**Task goal:**
Emit the line that holds "Every instance of the snowy" and all lines following it through the end of the data, verbatim, and nothing else.

.....

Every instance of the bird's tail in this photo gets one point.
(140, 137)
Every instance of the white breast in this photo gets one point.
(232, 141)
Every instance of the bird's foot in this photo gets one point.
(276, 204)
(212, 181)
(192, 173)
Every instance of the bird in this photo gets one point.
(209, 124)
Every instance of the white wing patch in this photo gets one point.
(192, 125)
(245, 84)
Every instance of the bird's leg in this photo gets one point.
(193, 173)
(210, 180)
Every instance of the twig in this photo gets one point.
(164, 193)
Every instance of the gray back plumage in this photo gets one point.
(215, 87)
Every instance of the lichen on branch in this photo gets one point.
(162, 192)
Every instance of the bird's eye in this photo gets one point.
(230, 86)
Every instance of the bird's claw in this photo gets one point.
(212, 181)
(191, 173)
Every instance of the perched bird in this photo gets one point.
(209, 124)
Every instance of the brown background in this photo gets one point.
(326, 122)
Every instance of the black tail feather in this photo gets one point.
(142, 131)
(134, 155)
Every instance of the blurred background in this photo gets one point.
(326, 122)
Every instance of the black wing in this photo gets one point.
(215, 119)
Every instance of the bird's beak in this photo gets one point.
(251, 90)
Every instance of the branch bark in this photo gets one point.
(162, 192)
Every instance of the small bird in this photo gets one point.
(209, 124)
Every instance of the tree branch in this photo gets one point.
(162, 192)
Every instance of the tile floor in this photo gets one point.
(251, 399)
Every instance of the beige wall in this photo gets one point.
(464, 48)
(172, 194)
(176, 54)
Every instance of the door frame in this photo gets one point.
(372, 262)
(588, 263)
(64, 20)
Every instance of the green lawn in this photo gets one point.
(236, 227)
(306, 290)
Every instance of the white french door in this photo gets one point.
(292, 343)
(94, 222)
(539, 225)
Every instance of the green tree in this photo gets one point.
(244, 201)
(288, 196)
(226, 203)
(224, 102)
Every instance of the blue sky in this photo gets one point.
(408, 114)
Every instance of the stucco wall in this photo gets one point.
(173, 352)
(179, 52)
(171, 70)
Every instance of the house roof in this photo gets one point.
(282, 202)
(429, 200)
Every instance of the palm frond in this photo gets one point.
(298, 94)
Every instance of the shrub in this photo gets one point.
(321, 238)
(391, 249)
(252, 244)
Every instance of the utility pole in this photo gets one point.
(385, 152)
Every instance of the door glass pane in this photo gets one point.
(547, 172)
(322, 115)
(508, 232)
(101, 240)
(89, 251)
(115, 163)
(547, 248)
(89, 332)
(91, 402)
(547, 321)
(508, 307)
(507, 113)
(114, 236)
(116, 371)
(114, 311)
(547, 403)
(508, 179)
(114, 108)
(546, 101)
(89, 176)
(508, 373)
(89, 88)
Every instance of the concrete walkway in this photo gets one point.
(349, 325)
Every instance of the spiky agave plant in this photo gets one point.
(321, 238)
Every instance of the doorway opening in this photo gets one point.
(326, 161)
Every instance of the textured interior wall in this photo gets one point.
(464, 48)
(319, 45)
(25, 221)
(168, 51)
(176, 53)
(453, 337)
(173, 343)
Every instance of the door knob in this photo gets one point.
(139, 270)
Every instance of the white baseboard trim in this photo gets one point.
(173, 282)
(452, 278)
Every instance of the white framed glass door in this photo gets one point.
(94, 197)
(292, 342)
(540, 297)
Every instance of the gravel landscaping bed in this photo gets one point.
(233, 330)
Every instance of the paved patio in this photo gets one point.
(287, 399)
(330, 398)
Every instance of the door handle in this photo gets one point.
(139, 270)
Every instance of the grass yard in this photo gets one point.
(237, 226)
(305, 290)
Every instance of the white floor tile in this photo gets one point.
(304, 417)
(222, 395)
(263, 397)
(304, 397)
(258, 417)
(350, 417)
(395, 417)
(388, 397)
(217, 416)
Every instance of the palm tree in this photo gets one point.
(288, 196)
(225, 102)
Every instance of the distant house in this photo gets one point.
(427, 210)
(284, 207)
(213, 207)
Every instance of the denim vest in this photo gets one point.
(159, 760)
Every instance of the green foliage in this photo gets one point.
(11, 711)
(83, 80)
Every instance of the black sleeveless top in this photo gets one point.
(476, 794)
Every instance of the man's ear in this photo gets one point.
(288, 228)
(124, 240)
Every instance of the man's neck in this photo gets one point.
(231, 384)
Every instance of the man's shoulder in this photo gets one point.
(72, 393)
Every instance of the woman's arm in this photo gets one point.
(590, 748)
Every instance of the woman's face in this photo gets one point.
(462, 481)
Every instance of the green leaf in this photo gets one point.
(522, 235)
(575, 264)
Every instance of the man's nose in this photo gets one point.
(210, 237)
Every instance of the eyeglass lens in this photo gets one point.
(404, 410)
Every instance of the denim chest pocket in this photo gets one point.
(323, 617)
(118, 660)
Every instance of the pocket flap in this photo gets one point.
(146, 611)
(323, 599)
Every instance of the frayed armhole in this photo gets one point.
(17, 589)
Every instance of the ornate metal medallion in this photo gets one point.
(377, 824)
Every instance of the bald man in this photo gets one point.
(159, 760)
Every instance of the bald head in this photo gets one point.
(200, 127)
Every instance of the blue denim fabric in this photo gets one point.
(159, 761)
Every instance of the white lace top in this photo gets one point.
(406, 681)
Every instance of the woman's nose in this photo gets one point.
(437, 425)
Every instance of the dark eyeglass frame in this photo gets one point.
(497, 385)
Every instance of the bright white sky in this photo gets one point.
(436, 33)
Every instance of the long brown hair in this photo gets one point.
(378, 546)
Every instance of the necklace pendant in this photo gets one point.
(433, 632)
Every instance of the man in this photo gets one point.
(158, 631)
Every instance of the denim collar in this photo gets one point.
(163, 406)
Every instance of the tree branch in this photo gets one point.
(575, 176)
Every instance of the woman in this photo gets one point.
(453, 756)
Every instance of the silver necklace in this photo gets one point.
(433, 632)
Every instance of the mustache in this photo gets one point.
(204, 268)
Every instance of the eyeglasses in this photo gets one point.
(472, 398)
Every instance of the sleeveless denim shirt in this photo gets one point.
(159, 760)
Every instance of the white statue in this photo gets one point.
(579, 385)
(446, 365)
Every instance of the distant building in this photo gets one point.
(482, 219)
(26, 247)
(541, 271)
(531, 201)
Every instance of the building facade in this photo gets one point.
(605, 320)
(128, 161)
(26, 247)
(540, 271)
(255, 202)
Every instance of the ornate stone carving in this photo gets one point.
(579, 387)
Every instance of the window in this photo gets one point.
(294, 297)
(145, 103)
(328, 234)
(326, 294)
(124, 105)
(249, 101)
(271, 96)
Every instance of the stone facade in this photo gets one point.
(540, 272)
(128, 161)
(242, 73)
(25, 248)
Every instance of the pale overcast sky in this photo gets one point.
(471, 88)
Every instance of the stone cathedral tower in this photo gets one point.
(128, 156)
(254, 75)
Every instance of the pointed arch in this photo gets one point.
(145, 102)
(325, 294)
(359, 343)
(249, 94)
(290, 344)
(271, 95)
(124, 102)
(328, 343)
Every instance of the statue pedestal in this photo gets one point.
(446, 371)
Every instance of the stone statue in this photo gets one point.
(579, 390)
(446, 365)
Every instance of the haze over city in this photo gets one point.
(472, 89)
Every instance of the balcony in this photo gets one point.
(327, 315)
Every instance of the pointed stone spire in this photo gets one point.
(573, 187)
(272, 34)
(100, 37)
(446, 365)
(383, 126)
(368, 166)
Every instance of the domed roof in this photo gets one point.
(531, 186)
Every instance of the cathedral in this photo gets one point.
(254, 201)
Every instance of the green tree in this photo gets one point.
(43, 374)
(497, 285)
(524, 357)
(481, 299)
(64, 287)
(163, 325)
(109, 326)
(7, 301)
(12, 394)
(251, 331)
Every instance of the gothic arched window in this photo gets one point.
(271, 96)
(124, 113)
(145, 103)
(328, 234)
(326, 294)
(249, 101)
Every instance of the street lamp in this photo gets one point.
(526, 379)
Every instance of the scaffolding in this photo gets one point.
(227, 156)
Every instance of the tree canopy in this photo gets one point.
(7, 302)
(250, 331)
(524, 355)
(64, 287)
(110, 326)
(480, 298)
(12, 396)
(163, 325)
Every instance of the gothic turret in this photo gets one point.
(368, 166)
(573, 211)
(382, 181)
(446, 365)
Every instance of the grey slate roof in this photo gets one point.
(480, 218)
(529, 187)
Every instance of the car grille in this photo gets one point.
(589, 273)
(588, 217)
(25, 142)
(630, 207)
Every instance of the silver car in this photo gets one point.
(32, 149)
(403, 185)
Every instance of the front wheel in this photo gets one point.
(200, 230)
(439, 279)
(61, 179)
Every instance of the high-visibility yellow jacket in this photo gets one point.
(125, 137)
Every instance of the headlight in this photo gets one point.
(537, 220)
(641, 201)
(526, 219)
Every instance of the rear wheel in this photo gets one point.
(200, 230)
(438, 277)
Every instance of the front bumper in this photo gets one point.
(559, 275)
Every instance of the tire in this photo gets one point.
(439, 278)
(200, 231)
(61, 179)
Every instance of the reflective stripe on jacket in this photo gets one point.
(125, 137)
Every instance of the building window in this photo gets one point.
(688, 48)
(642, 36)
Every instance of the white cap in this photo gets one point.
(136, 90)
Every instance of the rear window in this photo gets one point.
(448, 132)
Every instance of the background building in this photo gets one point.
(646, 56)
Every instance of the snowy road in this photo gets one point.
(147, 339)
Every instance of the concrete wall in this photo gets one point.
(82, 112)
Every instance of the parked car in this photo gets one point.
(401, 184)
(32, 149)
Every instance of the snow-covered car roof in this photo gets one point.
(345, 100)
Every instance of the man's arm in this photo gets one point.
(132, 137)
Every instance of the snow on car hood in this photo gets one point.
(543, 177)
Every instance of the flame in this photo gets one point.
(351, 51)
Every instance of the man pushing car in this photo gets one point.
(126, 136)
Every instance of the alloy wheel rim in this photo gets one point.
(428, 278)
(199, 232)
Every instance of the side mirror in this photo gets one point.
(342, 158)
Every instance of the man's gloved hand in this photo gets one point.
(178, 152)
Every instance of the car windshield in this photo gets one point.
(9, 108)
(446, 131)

.....

**Result of the task:**
Every instance of the snowy road in this photo gets one point.
(147, 339)
Every instance of the concrete wall in this photo gets one point.
(82, 112)
Every instance of the parked car in this photo gets one point.
(401, 184)
(32, 149)
Every instance of the snow-covered car roof in this photo gets one point.
(345, 100)
Every instance of the man's arm in this photo gets one point.
(132, 137)
Every instance of the snow on car hood in this photo gets one point.
(543, 177)
Every instance of the flame in this photo gets one point.
(351, 51)
Every instance of the man pushing car in this photo gets one point.
(126, 136)
Every instance of the alloy wheel rim in this photo gets one point.
(428, 278)
(199, 232)
Every instance of the side mirror in this photo gets one point.
(342, 158)
Every instance of the man's gloved hand in this photo gets one point.
(178, 152)
Every instance of the car windshield in this photo gets one point.
(9, 108)
(446, 131)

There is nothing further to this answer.